> **Given text**
↓

Reintroducing The BRAVE Act

Floor Speech

Date: Nov. 6, 2009
Location: Washington D.C.
Issues: Veterans

* Mr. SARBANES. Madam Speaker, I rise today to reintroduce the Benefit Rating Acceleration for Veterans Entitlements Act of 2009 or BRAVE Act. The BRAVE Act will cut through unnecessary red tape so that our most disabled veterans receive the benefits they deserve. It would make a common sense change to allow veterans receiving a rating of total disability from the Veterans Administration to also receive Social Security disability benefits without going through a separate and duplicative medical evaluation process, a process that can take years to navigate.

* In early 2007, when I was first elected to Congress, a veteran-constituent contacted my staff to obtain assistance with his application for social security disability benefits. This veteran had already received a 100 percent disability rating from the Veterans Administration but had been waiting for more than a year to be approved for benefits at the Social Security Administration.

↑

Natural language region descriptions
↓

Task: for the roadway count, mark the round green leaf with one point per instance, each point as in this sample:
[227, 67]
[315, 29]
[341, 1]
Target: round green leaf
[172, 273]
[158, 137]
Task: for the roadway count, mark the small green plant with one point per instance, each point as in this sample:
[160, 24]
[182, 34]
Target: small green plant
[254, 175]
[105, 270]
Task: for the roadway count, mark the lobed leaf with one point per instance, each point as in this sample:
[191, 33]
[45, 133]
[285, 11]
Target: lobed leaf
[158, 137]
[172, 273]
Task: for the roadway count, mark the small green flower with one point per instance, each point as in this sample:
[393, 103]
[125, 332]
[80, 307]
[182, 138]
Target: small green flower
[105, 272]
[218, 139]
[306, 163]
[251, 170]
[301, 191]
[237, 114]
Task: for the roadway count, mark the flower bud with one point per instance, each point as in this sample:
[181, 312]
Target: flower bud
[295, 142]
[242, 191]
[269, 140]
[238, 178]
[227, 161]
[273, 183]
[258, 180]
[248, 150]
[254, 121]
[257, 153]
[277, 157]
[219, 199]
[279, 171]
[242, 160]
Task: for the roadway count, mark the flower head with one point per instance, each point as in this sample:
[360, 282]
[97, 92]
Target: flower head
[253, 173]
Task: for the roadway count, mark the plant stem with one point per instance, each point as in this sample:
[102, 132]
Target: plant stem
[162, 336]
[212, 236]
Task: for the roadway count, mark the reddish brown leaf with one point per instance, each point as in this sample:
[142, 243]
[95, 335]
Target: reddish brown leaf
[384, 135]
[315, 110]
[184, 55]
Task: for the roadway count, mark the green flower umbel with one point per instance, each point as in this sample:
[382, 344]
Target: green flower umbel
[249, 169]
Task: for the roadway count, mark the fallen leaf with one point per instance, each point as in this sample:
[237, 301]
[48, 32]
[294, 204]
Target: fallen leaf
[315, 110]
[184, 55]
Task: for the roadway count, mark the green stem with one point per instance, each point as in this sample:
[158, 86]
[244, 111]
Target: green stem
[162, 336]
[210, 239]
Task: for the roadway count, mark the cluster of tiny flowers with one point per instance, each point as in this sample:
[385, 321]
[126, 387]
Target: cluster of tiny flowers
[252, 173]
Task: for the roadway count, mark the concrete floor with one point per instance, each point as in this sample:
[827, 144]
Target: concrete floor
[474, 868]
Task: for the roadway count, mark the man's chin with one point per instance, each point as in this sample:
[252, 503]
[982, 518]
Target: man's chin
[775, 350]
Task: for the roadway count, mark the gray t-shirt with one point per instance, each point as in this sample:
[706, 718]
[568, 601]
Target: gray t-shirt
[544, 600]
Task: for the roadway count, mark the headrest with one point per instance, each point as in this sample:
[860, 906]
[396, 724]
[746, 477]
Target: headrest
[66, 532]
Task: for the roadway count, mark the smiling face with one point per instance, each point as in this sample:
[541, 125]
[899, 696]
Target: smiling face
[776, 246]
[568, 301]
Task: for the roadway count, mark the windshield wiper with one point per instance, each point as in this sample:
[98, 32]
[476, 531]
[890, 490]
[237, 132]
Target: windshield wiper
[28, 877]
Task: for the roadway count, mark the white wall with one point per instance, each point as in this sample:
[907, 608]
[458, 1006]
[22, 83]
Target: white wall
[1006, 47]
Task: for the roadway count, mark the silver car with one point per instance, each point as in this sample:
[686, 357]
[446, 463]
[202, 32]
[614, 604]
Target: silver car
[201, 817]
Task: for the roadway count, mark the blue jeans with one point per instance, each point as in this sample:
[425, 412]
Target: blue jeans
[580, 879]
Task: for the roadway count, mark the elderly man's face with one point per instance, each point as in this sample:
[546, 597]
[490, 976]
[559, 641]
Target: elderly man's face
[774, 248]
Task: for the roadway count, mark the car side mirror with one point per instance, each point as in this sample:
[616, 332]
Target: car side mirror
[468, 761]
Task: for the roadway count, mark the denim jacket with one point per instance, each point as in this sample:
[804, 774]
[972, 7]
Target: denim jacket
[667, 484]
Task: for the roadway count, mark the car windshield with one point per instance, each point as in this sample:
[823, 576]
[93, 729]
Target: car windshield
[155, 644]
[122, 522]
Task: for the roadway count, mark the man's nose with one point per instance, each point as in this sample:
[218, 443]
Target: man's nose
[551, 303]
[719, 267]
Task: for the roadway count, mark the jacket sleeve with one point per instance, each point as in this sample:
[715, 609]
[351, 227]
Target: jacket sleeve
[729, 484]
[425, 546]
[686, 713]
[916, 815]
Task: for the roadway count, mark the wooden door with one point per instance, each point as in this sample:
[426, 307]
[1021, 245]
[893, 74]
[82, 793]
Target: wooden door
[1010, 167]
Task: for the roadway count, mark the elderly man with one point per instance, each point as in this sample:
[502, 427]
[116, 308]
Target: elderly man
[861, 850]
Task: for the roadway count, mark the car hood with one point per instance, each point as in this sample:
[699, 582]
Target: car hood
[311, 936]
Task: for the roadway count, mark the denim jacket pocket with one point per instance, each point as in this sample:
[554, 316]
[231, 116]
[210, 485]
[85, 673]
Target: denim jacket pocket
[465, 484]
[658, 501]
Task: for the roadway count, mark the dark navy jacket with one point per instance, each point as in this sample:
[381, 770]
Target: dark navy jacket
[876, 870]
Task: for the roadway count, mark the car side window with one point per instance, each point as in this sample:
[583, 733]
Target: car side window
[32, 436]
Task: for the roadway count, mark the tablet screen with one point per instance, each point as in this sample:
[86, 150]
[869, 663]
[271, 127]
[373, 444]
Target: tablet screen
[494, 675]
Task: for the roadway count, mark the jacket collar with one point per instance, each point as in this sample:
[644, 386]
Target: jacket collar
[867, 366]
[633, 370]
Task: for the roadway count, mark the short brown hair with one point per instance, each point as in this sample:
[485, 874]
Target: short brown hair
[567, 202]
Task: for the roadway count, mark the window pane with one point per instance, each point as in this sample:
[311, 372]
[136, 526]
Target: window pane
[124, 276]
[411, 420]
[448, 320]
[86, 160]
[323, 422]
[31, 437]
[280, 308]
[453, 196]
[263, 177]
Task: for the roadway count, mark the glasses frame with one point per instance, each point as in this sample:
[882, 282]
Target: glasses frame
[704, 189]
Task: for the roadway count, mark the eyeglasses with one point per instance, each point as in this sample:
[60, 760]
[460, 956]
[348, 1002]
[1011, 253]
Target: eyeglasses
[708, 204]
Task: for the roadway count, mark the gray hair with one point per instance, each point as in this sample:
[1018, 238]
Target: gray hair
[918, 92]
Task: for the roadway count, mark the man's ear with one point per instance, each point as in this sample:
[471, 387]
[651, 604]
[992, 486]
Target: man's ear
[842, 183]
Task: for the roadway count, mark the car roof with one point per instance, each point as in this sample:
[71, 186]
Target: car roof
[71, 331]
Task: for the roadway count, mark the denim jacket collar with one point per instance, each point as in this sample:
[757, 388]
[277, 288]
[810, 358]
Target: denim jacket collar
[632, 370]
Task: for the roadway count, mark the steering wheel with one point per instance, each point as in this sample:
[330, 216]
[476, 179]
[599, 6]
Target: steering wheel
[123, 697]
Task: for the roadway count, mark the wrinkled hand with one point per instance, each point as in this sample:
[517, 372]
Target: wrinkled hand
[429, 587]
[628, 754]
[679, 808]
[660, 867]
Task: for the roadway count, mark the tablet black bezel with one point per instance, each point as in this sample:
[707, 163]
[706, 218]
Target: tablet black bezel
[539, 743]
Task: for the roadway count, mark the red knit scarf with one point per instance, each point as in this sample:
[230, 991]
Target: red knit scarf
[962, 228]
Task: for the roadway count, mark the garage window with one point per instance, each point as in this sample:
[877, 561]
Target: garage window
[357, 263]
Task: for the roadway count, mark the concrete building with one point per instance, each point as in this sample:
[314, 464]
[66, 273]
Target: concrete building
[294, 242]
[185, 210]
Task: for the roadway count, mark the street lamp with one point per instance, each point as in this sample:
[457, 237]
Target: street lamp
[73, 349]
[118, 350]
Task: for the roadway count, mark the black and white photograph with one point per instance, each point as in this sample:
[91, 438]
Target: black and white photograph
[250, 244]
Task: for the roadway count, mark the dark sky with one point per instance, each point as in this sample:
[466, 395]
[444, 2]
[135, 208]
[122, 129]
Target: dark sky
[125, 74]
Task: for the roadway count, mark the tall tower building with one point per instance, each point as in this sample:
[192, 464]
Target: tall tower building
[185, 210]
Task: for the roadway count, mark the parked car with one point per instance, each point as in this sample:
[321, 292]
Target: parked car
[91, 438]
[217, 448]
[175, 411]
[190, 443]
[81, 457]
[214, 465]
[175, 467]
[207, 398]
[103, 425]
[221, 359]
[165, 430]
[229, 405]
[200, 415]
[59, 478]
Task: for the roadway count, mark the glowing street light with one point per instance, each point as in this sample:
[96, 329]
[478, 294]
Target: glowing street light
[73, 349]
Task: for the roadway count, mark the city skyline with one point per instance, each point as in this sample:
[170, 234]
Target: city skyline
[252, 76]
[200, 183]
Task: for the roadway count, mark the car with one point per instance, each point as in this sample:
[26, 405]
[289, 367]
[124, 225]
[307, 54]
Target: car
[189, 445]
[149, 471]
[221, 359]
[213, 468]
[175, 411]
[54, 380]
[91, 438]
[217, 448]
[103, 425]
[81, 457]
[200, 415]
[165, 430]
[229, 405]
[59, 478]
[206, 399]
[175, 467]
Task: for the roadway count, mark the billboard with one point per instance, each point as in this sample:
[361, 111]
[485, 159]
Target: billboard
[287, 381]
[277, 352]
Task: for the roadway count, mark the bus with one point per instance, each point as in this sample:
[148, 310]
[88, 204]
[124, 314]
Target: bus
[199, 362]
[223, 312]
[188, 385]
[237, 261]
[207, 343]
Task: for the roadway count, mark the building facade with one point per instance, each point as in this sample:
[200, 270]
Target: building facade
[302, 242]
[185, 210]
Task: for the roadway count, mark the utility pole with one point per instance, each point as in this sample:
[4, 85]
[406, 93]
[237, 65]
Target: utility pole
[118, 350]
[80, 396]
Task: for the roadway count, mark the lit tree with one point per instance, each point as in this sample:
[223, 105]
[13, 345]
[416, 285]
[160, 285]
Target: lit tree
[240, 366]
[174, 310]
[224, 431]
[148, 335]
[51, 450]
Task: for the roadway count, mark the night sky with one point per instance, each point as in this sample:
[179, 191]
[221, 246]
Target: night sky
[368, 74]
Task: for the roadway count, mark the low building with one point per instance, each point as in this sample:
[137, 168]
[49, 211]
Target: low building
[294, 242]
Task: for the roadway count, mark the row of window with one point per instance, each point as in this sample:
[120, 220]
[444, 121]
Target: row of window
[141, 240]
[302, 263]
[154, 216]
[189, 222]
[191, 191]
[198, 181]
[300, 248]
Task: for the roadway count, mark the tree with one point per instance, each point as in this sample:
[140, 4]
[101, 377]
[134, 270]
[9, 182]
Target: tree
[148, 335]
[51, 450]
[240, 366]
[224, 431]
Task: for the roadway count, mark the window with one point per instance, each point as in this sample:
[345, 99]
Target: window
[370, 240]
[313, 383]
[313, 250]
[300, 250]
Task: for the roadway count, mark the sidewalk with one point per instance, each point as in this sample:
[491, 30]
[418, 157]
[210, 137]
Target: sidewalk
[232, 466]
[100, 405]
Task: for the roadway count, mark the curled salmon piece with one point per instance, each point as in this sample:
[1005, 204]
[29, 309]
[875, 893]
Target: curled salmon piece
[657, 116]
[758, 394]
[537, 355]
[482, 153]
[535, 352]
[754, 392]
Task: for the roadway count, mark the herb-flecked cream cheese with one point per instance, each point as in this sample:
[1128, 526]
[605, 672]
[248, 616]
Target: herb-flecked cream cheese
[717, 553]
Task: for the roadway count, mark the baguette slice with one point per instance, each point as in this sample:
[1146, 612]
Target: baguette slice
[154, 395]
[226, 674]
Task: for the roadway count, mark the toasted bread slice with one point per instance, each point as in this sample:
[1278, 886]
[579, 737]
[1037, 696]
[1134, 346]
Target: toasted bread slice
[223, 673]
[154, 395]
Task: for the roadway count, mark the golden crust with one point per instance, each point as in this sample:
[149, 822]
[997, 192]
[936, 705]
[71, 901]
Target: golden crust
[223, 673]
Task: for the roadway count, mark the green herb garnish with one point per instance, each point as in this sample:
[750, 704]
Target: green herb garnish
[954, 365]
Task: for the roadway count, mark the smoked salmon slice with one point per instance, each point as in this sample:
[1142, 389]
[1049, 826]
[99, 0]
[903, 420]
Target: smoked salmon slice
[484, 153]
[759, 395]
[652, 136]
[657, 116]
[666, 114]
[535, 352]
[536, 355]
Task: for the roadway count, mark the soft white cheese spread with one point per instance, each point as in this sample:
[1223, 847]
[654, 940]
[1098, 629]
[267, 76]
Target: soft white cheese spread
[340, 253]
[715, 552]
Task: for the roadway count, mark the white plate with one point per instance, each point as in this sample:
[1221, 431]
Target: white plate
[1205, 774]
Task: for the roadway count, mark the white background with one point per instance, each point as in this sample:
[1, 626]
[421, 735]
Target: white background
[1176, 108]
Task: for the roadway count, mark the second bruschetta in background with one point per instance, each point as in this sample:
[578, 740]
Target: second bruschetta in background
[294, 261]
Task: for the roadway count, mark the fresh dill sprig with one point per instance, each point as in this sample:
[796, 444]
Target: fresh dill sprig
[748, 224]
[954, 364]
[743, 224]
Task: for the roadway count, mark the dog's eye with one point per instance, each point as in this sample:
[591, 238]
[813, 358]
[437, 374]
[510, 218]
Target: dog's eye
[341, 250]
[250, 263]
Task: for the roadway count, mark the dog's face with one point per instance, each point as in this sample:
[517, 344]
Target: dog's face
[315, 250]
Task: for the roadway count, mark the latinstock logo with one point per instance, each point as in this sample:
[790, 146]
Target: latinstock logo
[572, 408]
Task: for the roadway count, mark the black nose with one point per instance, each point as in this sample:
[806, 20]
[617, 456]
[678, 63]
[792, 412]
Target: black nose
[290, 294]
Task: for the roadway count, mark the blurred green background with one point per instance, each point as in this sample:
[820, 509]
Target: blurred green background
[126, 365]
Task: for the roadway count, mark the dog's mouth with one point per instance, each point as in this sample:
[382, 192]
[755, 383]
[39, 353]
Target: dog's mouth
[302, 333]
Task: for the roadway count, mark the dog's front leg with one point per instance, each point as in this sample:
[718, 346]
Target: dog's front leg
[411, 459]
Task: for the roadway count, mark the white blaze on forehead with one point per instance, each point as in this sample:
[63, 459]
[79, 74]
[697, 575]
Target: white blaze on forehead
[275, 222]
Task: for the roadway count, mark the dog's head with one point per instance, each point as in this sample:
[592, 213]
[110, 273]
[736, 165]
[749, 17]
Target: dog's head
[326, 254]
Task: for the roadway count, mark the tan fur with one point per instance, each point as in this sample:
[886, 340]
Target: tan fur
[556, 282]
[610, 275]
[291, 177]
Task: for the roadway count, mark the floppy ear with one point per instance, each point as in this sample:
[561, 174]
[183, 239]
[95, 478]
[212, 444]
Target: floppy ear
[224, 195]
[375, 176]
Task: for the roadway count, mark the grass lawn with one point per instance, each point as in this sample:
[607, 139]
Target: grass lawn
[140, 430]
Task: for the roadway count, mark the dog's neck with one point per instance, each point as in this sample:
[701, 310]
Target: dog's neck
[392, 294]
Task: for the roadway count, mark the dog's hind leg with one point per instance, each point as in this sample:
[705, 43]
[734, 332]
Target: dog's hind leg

↑

> **Set of tasks**
a: Answer from the floor speech:
(i) On what date was the speech given?
(ii) What full name does the BRAVE Act abbreviate?
(iii) What disability rating had the veteran-constituent received from the Veterans Administration?
b: Condense the floor speech's paragraph beginning "In early 2007, when I was first elected" into a shorter version that keeps its main facts.

> **Answers given**
a:
(i) Nov. 6, 2009
(ii) Benefit Rating Acceleration for Veterans Entitlements Act of 2009
(iii) A 100 percent disability rating

b: In early 2007, when the speaker was first elected to Congress, a veteran-constituent asked the speaker's staff for help with his Social Security disability application. Although the Veterans Administration had already rated him 100 percent disabled, he had waited more than a year for approval from the Social Security Administration.